● Aufgaben:
1) Schreib aus dem Textauszug den Teil ab, der mit „In Tierversuchen zeigte“ beginnt und bis einschließlich „allerdings noch offen.“ geht.
2) Wie lang ist laut Textauszug der tägliche flotte Spaziergang, der schon die Leistungsfähigkeit des Gehirns verbessert?

● Textauszug:
....

In Tierversuchen zeigte sich ein weiterer Effekt. Bei Ratten, die künstliche Östrogene bekamen, veränderten sich nach einiger Zeit die Hirnregionen, die für die geistige Leistungsfähigkeit verantwortlich sind. Die Nervenzellen dort verzweigten sich stärker, wuchsen und verbanden sich häufiger mit ihren Nachbarzellen. All das sind Hinweise für mentale Fitness. Wie weit sich die Ergebnisse auf den Menschen übertragen lassen, ist allerdings noch offen.
Weniger Östrogene im Körper = beeinträchtigte geistige Fähigkeiten – so einfach ist die Gleichung aber trotzdem nicht. Mediziner der Rochester-Universität in New York fanden durch eine Studie heraus, dass die Konzentrations- und Gedächtnisstörungen bei Frauen vor allem im ersten Jahr nach der Menopause auftreten. Wissenschaftler ziehen daraus den Schluss, dass vor allem die starken Schwankungen des Östrogenspiegels (die typisch sind für die Zeit vor und nach der letzten Regelblutung) Stress für das Gehirn bedeuten. Nach und nach stellt es sich dann auf die niedrigeren Hormonwerte ein, die Beschwerden verschwinden wieder.
Einfach hinnehmen müssen Frauen diese Probleme aber nicht. Ein ganz wichtiges Gegenmittel ist körperliche Aktivität. Schon ein flotter Spaziergang von nur 30 Minuten am Tag verbessert die Leistungsfähigkeit des Gehirns. So wird es besser durchblutet. Das optimiert die Versorgung mit Sauerstoff und Nährstoffen.

....

● Gegebene Angaben:
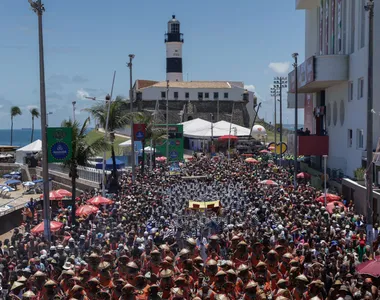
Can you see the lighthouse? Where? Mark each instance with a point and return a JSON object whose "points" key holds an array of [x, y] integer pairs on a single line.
{"points": [[174, 41]]}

....

● Lösungen:
1)
In Tierversuchen zeigte sich ein weiterer Effekt. Bei Ratten, die künstliche Östrogene bekamen, veränderten sich nach einiger Zeit die Hirnregionen, die für die geistige Leistungsfähigkeit verantwortlich sind. Die Nervenzellen dort verzweigten sich stärker, wuchsen und verbanden sich häufiger mit ihren Nachbarzellen. All das sind Hinweise für mentale Fitness. Wie weit sich die Ergebnisse auf den Menschen übertragen lassen, ist allerdings noch offen.

2) Nur 30 Minuten am Tag.